-- RECORD EXCERPTS start --
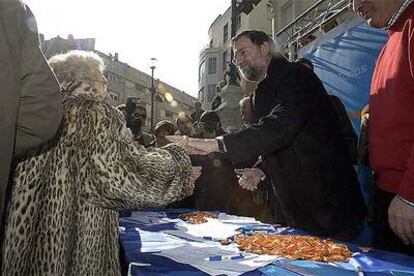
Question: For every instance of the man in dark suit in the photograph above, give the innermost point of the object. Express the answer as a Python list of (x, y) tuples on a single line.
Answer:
[(296, 132), (30, 105)]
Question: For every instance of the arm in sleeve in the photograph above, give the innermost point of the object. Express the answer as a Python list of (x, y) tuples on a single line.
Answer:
[(40, 110), (296, 102), (120, 174)]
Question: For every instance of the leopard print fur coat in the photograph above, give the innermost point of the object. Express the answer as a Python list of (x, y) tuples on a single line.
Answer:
[(63, 214)]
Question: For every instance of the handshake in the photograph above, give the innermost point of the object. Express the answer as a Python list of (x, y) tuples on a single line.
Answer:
[(249, 178)]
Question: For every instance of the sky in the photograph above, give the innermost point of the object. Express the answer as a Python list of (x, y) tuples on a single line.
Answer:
[(172, 31)]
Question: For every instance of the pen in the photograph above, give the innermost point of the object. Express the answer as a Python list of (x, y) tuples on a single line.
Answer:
[(213, 258)]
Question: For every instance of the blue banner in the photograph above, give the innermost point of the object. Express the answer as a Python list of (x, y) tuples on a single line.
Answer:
[(344, 60)]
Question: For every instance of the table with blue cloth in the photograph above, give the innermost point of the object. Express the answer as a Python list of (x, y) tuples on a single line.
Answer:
[(136, 233)]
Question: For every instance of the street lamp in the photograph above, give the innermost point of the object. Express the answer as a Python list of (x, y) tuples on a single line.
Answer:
[(153, 61)]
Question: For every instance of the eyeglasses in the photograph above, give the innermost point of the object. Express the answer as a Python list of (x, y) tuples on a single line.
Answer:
[(241, 53)]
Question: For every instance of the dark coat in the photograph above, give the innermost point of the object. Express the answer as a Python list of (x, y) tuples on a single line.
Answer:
[(298, 135), (30, 105)]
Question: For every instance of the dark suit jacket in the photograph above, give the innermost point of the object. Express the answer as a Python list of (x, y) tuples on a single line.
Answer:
[(297, 133), (30, 105)]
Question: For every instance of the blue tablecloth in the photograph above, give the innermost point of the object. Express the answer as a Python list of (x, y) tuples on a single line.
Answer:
[(373, 262)]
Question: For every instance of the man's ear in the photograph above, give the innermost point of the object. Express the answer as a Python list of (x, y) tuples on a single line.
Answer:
[(265, 48)]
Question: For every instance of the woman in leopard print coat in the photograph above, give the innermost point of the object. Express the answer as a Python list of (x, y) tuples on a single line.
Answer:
[(63, 213)]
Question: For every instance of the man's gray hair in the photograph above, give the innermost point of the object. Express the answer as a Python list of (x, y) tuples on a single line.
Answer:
[(258, 38)]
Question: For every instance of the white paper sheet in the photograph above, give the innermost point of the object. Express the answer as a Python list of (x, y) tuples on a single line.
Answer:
[(195, 256)]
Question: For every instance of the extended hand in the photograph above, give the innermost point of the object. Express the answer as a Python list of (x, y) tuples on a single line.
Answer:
[(195, 173), (401, 220), (196, 146), (249, 178)]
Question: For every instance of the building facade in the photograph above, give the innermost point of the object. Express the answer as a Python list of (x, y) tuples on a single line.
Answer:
[(215, 57), (125, 81)]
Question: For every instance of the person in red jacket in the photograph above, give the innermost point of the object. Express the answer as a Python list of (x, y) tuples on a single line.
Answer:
[(391, 129)]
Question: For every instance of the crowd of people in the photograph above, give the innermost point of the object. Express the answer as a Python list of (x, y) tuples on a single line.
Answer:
[(70, 161)]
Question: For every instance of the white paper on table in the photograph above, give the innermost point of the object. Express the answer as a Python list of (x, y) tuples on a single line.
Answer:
[(157, 241), (195, 255), (225, 218)]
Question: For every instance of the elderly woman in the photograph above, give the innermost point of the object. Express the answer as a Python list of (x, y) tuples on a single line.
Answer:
[(65, 198)]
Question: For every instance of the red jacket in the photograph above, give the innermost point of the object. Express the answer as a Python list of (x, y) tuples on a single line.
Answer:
[(391, 118)]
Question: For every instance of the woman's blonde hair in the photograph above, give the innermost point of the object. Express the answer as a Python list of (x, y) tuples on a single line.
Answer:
[(78, 65)]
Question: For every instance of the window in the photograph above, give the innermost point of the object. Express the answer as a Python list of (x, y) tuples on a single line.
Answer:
[(237, 23), (211, 92), (201, 94), (139, 87), (225, 60), (225, 33), (212, 65)]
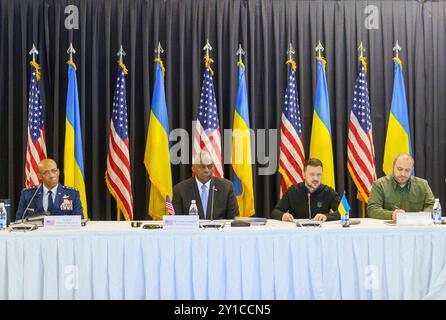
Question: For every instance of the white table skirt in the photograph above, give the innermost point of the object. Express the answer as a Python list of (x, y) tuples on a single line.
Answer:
[(110, 260)]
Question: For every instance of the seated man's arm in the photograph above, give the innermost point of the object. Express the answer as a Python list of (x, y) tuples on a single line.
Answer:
[(375, 206), (429, 199), (281, 207), (232, 209)]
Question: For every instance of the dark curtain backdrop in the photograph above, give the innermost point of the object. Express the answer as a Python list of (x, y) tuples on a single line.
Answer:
[(264, 28)]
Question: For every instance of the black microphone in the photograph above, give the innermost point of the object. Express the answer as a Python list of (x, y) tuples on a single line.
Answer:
[(212, 202), (29, 203), (309, 206), (211, 224)]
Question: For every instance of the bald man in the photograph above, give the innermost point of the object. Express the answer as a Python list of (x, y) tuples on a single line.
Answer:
[(199, 188), (50, 196), (399, 192)]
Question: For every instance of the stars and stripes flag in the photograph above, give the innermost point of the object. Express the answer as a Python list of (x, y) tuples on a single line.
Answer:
[(36, 141), (118, 160), (360, 151), (207, 132), (292, 155)]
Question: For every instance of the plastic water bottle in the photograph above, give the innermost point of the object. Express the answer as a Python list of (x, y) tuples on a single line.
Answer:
[(436, 212), (193, 209), (345, 220), (2, 215)]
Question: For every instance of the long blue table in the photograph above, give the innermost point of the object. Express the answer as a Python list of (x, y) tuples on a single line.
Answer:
[(111, 260)]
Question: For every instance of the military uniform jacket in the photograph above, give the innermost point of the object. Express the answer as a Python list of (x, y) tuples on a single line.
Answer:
[(66, 202), (295, 200)]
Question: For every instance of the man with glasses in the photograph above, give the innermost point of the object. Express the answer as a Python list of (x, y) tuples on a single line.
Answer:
[(399, 192), (203, 188), (309, 198), (49, 196)]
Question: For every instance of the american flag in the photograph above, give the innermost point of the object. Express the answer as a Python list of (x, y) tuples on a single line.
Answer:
[(36, 144), (207, 132), (118, 159), (169, 206), (292, 155), (360, 151)]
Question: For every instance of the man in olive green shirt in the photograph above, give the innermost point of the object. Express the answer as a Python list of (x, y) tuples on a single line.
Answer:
[(399, 192)]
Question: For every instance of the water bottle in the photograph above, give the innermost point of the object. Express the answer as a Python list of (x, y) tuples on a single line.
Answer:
[(2, 215), (345, 220), (193, 209), (436, 212)]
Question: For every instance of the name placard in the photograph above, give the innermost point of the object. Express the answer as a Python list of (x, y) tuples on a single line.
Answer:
[(414, 219), (61, 222), (181, 222)]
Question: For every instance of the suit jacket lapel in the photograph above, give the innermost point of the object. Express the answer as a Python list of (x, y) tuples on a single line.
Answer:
[(38, 201), (211, 185), (196, 195), (58, 199)]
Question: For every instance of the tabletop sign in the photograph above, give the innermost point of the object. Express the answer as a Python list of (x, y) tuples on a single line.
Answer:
[(414, 219), (61, 222), (181, 222)]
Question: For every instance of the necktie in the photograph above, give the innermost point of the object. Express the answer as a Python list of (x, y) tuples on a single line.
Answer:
[(204, 198), (50, 201)]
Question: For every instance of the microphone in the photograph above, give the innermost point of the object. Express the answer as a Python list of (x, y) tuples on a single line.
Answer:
[(212, 202), (212, 224), (309, 206), (29, 203)]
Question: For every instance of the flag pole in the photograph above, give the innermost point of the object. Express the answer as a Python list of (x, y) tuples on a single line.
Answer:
[(363, 208)]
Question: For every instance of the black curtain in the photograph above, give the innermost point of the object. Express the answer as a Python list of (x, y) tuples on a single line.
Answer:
[(264, 28)]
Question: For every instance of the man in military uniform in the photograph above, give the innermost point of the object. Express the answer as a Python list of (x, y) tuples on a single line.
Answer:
[(322, 199), (50, 196), (399, 192)]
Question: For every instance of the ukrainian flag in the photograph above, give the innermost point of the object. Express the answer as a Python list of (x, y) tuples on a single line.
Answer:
[(344, 206), (241, 149), (156, 156), (398, 130), (73, 157), (320, 145)]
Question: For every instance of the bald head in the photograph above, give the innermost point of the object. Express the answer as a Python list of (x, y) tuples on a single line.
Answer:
[(402, 168), (203, 167), (48, 173)]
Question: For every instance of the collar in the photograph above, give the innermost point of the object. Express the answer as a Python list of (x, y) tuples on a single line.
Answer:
[(54, 190), (199, 184), (396, 185), (316, 191)]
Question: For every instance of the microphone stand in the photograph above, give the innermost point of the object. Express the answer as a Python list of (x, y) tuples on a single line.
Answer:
[(213, 224), (309, 206)]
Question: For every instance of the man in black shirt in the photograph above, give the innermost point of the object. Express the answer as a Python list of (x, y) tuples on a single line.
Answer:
[(323, 200)]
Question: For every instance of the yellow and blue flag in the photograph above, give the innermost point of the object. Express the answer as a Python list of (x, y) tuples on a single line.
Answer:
[(320, 145), (73, 154), (398, 130), (241, 149), (344, 206), (156, 156)]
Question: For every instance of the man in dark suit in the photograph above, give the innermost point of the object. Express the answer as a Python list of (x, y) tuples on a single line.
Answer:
[(50, 196), (202, 188), (323, 200)]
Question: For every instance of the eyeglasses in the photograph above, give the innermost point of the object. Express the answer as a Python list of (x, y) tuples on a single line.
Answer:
[(47, 172), (203, 166)]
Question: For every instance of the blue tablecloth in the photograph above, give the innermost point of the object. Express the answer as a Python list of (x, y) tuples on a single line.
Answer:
[(277, 261)]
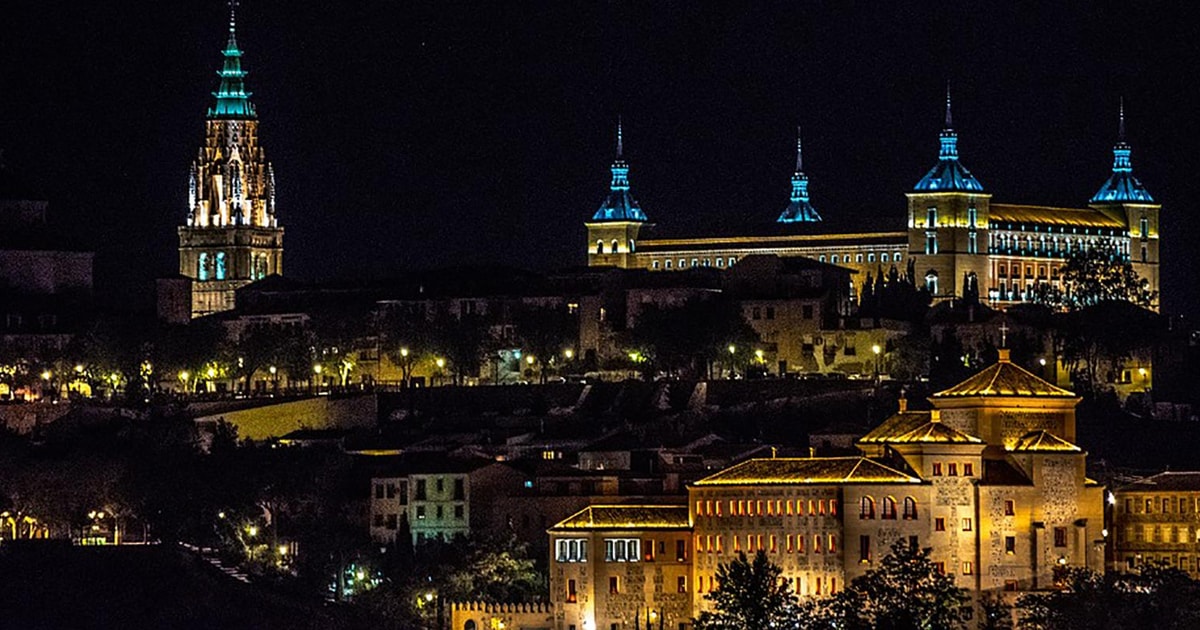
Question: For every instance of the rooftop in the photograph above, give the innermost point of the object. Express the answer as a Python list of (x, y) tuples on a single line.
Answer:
[(789, 471), (1044, 442), (628, 517), (1168, 481), (1005, 378)]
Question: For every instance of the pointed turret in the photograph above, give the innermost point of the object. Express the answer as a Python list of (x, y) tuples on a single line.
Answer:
[(621, 204), (799, 210), (233, 100), (949, 174), (1122, 186)]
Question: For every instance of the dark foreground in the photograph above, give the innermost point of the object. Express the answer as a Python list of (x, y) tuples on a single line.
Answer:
[(64, 587)]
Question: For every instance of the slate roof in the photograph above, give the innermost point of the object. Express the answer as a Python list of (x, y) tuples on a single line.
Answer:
[(627, 517), (790, 471)]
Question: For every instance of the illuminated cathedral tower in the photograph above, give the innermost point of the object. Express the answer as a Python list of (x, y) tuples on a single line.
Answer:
[(612, 232), (232, 237), (799, 210), (948, 214)]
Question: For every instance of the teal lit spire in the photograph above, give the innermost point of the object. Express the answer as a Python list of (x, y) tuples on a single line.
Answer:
[(233, 100), (619, 205), (949, 174), (1122, 186), (799, 210)]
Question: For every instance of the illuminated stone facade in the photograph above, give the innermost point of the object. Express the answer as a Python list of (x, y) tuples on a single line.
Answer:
[(953, 235), (989, 480), (232, 237), (1157, 520)]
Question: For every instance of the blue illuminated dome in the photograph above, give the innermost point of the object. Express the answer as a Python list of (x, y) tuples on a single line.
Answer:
[(1122, 186), (619, 205), (799, 210), (949, 174)]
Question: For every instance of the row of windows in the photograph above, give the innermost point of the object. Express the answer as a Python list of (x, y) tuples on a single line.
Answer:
[(858, 258), (768, 508), (1163, 505), (867, 508), (952, 469), (575, 550), (768, 543), (1161, 534), (695, 262)]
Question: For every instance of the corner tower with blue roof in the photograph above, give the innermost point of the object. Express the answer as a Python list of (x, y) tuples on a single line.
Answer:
[(232, 237), (613, 229), (799, 210), (1123, 198), (948, 215)]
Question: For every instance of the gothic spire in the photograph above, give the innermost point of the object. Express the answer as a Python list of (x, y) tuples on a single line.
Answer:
[(1122, 186), (619, 205), (233, 100), (949, 174), (799, 210)]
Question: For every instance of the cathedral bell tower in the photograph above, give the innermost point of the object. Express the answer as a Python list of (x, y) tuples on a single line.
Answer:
[(612, 232), (232, 237)]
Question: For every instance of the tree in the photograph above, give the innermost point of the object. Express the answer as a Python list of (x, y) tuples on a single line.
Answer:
[(1093, 275), (906, 592), (751, 597)]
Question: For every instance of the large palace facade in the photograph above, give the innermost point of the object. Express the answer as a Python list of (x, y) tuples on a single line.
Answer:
[(232, 237), (953, 235), (989, 479)]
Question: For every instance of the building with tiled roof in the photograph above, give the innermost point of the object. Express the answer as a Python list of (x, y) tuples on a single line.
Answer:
[(1157, 520), (952, 232), (989, 480)]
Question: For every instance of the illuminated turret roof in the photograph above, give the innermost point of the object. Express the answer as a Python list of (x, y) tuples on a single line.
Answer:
[(233, 100), (628, 517), (799, 210), (949, 174), (789, 471), (1005, 378), (1122, 186), (621, 204)]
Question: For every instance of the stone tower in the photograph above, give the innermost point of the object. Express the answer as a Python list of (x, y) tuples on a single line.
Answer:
[(232, 237)]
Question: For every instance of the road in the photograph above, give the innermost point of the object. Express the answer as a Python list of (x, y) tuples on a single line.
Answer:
[(153, 587)]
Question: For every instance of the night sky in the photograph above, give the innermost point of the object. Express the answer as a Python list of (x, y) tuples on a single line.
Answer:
[(417, 135)]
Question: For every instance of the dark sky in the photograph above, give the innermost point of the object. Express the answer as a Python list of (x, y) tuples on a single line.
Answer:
[(415, 135)]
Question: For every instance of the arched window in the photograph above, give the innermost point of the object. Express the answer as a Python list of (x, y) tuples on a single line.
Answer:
[(889, 508), (867, 508), (931, 282)]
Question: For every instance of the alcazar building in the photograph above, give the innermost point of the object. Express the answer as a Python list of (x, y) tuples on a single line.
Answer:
-- RECORD EXCERPTS end --
WHAT YOU NEED TO DO: Rewrite the entries from the line with "Question: For every instance of the necktie" to the line with "[(54, 190), (199, 184), (396, 185), (316, 191)]", swapping "black curtain" for "dark curtain" and leaving everything else unchanged.

THE RESULT:
Question: For every instance of the necktie in the photograph above, give the innermost point of the object. Express the answer as a Python list of (x, y) tuples on a single line.
Answer:
[(204, 198), (50, 201)]
Question: For every instance of the microphone in the photograph above, give the innermost point of the object. Express the answer as a Python list of (x, y) tuples on a single line.
Answer:
[(212, 202), (212, 224), (309, 206), (29, 203)]
Question: For every instance of the flag pole in the photograph above, give the innermost point of the object. Express the answer as a Python list of (x, y) tuples on a single line.
Answer:
[(363, 208)]
Question: For every instance of the dark curtain in the photograph above, give the innermost point of the object. Express the answer as a Python list of (x, y) tuples on a single line.
Answer:
[(264, 28)]
Question: For every instance of the man in military uniform in the photograph above, give the innermost point of the object. Express the answer as a Python list of (x, y) tuples on a single line.
Answer:
[(322, 199), (50, 196), (399, 192)]
Question: For every instance of the ukrainian flag in the photograph above, give the innermost point of the object. Express the answer as a Python list of (x, y) tuples on a single line.
Answer:
[(344, 206), (241, 149), (156, 156), (398, 130), (73, 157), (320, 145)]
Question: For every instance of the bald head in the photograph above, give the innermost point of the object. Express the answer as a Python list of (x, y) tuples on a single line.
Answer:
[(402, 168), (203, 167), (48, 173)]
Question: For every instance of the collar in the photograph above, give the innermost point of the object. Express the answer as a Python list of (x, y) tuples on a single line.
Answer:
[(54, 190), (199, 184), (396, 185), (316, 191)]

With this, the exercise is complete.